### Records to use
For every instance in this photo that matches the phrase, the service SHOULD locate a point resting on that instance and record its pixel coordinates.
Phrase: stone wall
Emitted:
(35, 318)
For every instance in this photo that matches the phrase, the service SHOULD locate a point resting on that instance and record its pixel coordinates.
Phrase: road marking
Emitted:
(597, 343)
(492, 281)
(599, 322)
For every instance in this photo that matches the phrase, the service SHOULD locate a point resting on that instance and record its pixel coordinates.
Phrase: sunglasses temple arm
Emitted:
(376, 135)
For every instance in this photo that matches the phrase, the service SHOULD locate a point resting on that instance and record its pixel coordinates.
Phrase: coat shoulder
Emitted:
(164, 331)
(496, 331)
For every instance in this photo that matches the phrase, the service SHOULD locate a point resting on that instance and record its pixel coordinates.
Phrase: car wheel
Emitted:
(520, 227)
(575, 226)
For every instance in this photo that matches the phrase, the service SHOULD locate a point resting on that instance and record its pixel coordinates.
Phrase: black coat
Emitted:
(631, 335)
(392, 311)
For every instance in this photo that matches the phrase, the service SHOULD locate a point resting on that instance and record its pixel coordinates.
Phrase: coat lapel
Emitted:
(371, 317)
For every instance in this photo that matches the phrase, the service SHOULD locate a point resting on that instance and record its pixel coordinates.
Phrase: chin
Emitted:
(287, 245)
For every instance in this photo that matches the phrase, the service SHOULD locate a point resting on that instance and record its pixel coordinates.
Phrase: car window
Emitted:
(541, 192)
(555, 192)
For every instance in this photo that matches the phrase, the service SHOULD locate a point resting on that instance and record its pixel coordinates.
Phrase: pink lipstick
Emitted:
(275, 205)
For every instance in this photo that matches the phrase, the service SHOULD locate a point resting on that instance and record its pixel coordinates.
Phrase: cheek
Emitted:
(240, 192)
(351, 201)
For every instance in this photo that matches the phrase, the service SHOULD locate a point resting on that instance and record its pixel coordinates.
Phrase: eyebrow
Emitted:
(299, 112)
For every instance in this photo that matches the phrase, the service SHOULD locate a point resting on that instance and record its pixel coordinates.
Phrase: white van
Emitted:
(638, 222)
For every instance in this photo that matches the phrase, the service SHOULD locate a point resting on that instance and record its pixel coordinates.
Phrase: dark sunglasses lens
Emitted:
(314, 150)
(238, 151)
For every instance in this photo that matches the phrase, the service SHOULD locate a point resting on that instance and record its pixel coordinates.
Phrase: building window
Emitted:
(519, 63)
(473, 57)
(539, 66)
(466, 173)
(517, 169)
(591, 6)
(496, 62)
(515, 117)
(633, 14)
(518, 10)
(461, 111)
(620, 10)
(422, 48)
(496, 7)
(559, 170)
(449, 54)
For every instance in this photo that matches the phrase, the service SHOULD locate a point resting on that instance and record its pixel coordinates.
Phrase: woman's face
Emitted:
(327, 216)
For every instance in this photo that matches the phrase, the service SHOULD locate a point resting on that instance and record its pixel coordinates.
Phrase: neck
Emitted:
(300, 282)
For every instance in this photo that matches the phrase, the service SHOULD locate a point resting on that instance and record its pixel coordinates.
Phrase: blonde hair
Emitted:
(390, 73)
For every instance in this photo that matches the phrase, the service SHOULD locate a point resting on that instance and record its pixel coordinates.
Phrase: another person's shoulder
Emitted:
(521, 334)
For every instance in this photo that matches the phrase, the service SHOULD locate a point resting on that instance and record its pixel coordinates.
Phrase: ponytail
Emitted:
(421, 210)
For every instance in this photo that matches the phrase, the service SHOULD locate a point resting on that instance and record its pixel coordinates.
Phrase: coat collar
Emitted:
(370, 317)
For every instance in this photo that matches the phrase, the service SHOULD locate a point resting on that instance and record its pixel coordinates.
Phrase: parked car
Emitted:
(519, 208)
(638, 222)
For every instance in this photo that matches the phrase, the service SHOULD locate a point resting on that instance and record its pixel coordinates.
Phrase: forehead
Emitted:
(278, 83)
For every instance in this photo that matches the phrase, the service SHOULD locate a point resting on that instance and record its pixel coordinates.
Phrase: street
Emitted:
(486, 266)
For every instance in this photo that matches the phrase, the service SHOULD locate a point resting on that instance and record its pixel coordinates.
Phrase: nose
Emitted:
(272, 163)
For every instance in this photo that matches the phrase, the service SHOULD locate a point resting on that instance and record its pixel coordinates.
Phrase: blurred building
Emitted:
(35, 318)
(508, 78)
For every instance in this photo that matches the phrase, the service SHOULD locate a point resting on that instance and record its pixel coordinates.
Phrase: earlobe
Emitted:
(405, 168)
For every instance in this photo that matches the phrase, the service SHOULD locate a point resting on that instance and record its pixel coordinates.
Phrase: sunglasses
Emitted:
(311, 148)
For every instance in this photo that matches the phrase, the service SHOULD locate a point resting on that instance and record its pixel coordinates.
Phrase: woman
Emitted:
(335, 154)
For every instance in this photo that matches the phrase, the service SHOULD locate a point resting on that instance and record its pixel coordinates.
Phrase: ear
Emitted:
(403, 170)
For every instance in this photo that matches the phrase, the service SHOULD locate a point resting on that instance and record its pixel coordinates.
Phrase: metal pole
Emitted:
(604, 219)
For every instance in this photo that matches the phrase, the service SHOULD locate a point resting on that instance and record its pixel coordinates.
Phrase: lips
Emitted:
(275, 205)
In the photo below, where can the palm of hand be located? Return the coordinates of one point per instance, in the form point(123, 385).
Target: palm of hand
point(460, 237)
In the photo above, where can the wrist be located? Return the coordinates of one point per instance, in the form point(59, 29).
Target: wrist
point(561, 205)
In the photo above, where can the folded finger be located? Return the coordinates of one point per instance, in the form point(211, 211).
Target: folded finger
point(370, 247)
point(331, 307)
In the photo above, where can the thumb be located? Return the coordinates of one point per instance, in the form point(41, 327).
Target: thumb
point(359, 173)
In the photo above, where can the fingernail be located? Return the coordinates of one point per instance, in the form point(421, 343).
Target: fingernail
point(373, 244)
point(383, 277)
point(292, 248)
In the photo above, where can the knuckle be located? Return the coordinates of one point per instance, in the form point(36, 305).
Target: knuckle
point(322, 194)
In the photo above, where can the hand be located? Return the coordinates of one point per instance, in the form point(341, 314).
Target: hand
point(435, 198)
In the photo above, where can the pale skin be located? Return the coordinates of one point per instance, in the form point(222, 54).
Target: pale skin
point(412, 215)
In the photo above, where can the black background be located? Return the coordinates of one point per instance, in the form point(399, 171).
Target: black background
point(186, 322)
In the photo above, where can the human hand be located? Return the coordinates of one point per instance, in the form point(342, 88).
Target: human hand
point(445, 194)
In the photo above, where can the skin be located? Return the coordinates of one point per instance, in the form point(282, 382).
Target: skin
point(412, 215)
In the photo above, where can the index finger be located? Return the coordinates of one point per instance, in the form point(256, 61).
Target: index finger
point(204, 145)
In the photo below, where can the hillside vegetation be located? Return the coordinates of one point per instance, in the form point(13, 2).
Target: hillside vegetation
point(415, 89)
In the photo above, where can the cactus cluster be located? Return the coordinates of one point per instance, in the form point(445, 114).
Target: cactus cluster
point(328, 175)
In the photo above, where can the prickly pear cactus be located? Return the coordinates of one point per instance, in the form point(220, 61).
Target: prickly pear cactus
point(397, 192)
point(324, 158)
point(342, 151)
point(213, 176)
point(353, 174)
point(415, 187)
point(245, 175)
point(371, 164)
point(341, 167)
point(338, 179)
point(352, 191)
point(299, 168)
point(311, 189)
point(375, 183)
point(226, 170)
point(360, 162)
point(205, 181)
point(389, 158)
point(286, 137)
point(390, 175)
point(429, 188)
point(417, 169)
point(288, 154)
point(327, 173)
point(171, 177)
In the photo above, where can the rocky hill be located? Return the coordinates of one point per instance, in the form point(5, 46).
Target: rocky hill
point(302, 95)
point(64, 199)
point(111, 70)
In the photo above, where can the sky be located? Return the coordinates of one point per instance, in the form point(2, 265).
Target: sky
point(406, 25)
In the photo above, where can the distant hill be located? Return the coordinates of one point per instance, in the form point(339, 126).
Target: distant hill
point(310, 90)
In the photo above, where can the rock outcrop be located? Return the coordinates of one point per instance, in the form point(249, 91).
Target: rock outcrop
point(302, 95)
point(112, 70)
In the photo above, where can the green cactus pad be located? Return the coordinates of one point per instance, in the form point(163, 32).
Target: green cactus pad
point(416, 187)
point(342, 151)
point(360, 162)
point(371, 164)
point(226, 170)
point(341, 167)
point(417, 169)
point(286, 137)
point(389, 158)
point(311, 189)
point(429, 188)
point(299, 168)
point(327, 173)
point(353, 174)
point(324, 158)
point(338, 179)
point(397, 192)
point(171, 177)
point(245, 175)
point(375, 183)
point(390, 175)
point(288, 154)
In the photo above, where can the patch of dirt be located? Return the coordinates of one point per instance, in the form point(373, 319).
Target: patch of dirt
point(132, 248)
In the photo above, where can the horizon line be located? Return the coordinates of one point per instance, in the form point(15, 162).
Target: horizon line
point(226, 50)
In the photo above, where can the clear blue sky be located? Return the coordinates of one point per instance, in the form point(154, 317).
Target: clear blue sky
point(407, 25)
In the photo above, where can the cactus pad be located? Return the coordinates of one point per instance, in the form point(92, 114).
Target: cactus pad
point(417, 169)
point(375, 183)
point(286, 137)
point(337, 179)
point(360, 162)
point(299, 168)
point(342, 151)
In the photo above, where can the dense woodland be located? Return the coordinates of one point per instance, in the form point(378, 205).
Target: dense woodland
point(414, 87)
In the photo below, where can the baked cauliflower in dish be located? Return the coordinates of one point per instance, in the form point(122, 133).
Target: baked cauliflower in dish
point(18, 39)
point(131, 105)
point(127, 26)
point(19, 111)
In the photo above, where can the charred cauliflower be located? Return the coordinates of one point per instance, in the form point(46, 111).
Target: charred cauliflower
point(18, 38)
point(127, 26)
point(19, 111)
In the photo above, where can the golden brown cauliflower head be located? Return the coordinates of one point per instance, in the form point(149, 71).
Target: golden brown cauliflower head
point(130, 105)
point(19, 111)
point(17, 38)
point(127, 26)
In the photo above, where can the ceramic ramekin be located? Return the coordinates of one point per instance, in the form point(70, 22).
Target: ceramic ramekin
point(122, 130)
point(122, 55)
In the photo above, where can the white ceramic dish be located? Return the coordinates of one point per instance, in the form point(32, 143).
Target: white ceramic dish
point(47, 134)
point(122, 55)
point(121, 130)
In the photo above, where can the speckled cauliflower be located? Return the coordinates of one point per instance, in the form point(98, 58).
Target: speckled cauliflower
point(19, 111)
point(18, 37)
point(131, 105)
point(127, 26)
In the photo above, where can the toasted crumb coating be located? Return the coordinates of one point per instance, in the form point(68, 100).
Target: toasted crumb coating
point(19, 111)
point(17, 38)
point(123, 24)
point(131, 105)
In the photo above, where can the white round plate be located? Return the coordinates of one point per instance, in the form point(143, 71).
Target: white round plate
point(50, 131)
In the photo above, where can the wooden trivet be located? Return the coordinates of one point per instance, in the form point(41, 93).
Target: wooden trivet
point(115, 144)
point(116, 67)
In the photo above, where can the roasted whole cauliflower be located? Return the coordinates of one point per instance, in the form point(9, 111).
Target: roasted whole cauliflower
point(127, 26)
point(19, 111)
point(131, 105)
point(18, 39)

### To do
Print the lines from the one containing "In the photo above, where can the rock outcrop" through the one containing "point(112, 70)", both included, reproducing them exactly.

### Answer for this exercise
In the photo above, where can the rock outcrop be located? Return the coordinates of one point per instance, in the form point(249, 91).
Target: rock outcrop
point(302, 95)
point(112, 70)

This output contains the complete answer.